• [SOURCE PASSAGE]:
◇ ◇ ◇ ◇ ◇ ◇ ◇

I can still recall in great detail one of my first job interviews. Most of the day, quite rightly, centered on my candidacy as an English teacher. I met with the department, taught a class, spoke eloquently about my favorite novel and otherwise tried to summon forth the requisite tweed-wearing, elbow-patched literary gravitas. My last interview, however, was with the athletic director, a no-nonsense veteran in school-branded swishy pants who, as athletic directors are wont to do, cut right to the chase.
“So, what do you think you could coach here?”
“ I think I could coach wrestling and lacrosse,” I offered.
“Well, what I really need right now is football and basketball, so…”
Considering the looming weight of my college loans and my father, who had made it very clear that returning home and setting up shop in the basement was not an option, I took a deep breath and said, “...and I could coach football and basketball, too.”
I am not sure if my “default to yes,” mentality can be credited (or is to blame!), but I got that job and that year found myself the defensive coordinator for the JV football team and the Head Coach of the freshman hoops team. Between then and now I have also enjoyed coaching stints in cross country, soccer, wrestling, lacrosse, and baseball, none of which I had really ever played.
In sharing this story with you, I wish to make the point that, though deep and broad knowledge of a sport (or a subject) is important, it alone does not necessarily make someone a great coach, or a great teacher. The attributes of a great coach are universal, and the lessons I have learned as a coach have most definitely made me a better teacher.
Carol Ann Tomlinson picks up on this theme In an essay titled One to Grow/Every Teacher a Coach “The best coaches,” she writes, “ encourage young people to work hard, keep going when it would be easier to stop, risk making potentially painful errors, try again when they stumble, and learn to love the sport. Not a bad analogy for a dynamic classroom.”
If you doubt that teachers have a lot to learn from coaches, consider the alternative. Imagine for a moment a lacrosse coach spends his whole (40-minute) practice in front of the team, talking about how to play lacrosse and then sent them home to practice by themselves at night. Or imagine if the team, to demonstrate what they had learned about lacrosse, took tests or wrote papers for which the coach provided feedback two weeks later. I don’t know that that team would be prepared come game day.
Learning requires clarity of explanation, stimulating low-stakes practice, that in terms of challenge is “just right,” and regularly offered and firm but gentle corrective intervention. It is rarely a solitary endeavor and flourishes in collaborative, supportive classroom culture. In other words, find a high performing highly motivated student and chances are that students has been well-coached.

◇ ◇ ◇ ◇ ◇ ◇ ◇

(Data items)
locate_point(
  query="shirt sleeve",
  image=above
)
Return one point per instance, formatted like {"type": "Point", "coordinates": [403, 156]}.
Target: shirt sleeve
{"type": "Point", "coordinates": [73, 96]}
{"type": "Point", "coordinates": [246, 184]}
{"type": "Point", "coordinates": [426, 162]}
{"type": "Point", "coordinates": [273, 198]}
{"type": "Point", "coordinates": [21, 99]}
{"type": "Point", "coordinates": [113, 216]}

◇ ◇ ◇ ◇ ◇ ◇ ◇

• [TASK SET]:
(A) In the essay on coaching and teaching, list the sports in the sentence that begins "Between then and now" that the writer says they also coached.
(B) Copy from the essay on coaching and teaching, word for word, the part from "I am not sure" up to and including "a better teacher.".
(C) Resume the essay on coaching and teaching after its last sentence.

• [ANSWERS TO THIS EXERCISE]:
(A) cross country, soccer, wrestling, lacrosse, baseball

(B)
I am not sure if my “default to yes,” mentality can be credited (or is to blame!), but I got that job and that year found myself the defensive coordinator for the JV football team and the Head Coach of the freshman hoops team. Between then and now I have also enjoyed coaching stints in cross country, soccer, wrestling, lacrosse, and baseball, none of which I had really ever played.
In sharing this story with you, I wish to make the point that, though deep and broad knowledge of a sport (or a subject) is important, it alone does not necessarily make someone a great coach, or a great teacher. The attributes of a great coach are universal, and the lessons I have learned as a coach have most definitely made me a better teacher.

(C)
Teacher trainer Quinn Simpson, in an article entitled, When Teachers Act as Coaches, Everyone Comes Out a Winner, writes “Teachers who see themselves as coaches know that the job is helping move someone from A to B. It is not about presenting specialized knowledge (of geography or biology or calculus) or giving answers. It is about setting students on a path toward reaching a goal. The teacher engages in conversations that lead students toward insightful action. Students then have ownership over their learning and are accountable for their growth. This classroom is more flexible and open than the more traditional model. Its culture is one of shared responsibility, with an ongoing feedback loop between teacher and student.”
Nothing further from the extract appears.